_TASK INSTRUCTIONS_.
How many lines in the records below contain the string "rear", with case counting? Give only the number.

(Dataset rows showing where objects appear)
---------------

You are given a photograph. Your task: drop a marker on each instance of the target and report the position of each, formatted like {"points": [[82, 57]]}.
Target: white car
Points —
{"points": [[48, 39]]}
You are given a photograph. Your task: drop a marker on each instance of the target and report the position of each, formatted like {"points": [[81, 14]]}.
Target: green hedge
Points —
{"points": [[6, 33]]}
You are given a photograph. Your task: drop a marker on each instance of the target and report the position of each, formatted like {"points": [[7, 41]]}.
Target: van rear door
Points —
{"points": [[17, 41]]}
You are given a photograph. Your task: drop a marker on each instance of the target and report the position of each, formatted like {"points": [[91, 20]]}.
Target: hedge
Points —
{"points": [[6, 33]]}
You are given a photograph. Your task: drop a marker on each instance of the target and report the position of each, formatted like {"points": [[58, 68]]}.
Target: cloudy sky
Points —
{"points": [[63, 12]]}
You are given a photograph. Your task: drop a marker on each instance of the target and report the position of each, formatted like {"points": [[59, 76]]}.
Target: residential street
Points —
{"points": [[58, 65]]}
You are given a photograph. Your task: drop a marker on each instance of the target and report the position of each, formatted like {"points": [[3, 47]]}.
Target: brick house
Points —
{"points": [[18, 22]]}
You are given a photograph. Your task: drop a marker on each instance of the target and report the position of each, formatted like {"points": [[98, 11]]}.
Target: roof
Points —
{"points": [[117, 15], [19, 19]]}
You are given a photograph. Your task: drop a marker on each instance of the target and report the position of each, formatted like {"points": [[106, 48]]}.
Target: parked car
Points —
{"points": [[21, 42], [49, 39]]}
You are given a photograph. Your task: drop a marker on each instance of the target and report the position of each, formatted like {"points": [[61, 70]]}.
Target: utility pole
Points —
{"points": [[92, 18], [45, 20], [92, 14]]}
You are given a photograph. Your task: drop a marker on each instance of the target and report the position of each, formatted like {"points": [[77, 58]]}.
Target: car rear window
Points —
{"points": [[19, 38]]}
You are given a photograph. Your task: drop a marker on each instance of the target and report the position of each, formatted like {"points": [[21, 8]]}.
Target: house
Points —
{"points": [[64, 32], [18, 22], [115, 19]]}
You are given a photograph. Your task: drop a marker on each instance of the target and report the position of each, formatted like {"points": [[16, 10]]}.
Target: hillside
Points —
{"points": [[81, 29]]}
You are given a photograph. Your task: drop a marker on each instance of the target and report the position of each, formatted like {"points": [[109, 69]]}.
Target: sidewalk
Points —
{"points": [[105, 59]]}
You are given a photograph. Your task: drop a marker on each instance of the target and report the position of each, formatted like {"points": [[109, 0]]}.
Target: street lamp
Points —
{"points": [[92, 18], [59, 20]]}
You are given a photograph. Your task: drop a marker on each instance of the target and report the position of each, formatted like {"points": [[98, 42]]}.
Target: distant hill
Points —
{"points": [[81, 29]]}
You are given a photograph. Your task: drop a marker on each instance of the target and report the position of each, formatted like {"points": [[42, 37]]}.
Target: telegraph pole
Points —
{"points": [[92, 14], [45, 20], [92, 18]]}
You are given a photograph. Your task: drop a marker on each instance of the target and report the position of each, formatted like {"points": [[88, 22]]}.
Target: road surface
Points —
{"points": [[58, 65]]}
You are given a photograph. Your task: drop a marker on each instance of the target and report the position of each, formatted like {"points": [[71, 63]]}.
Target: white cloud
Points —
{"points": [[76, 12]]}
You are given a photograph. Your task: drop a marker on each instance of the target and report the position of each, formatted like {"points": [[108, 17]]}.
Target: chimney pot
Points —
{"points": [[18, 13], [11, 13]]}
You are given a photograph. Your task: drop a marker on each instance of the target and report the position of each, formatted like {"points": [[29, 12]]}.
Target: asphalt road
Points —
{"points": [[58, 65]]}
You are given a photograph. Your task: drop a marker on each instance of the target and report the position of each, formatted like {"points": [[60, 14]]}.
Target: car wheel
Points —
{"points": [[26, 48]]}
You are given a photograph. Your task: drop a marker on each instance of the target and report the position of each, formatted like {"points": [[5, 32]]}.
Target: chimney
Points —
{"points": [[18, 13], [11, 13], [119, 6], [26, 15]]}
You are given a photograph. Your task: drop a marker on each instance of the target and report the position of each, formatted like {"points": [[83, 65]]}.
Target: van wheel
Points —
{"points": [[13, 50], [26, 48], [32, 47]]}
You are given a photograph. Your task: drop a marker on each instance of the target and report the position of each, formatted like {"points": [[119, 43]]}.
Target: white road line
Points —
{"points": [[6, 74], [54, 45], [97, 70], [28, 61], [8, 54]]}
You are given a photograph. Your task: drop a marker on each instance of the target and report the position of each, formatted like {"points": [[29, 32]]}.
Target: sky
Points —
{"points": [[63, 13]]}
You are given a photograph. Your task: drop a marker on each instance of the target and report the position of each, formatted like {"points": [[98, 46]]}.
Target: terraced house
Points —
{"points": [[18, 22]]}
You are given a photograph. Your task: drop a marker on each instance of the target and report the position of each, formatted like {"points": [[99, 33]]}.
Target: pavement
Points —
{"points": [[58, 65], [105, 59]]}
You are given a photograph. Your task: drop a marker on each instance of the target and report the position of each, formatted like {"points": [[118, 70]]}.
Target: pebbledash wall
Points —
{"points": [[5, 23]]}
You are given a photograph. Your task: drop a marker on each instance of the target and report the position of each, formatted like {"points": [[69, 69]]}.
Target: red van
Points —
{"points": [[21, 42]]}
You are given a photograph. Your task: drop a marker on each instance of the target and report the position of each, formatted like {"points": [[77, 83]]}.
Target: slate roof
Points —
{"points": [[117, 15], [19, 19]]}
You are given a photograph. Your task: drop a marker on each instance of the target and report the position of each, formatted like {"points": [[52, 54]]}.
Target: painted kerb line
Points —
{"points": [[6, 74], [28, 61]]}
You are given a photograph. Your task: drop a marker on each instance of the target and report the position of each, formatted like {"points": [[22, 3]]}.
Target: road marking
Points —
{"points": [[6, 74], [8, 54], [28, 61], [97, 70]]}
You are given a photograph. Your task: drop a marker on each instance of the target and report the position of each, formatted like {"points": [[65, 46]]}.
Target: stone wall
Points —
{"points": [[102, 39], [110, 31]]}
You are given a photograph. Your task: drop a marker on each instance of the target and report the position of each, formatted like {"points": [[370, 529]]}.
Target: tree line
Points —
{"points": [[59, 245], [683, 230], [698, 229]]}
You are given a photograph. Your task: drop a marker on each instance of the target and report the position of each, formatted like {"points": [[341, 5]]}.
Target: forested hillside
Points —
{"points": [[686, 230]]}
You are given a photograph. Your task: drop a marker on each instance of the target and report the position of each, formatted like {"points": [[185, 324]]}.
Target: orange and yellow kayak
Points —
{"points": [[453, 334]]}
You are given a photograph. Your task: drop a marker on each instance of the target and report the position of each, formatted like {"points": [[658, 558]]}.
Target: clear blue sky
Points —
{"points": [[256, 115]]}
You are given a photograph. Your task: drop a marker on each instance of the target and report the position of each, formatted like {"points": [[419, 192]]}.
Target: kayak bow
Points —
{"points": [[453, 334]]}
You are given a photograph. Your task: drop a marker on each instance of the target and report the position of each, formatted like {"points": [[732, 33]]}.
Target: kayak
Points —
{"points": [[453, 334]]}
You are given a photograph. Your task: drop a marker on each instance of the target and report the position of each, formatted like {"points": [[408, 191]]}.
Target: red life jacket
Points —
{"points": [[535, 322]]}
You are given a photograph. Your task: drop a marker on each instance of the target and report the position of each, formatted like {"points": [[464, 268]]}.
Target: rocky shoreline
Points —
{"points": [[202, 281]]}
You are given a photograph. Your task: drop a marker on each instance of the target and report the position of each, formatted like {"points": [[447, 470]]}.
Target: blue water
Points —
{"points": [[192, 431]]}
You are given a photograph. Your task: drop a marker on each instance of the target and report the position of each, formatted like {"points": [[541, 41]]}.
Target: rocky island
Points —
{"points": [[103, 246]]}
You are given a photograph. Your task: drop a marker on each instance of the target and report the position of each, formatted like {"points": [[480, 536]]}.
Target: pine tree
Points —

---------------

_SOLVED EXERCISE_.
2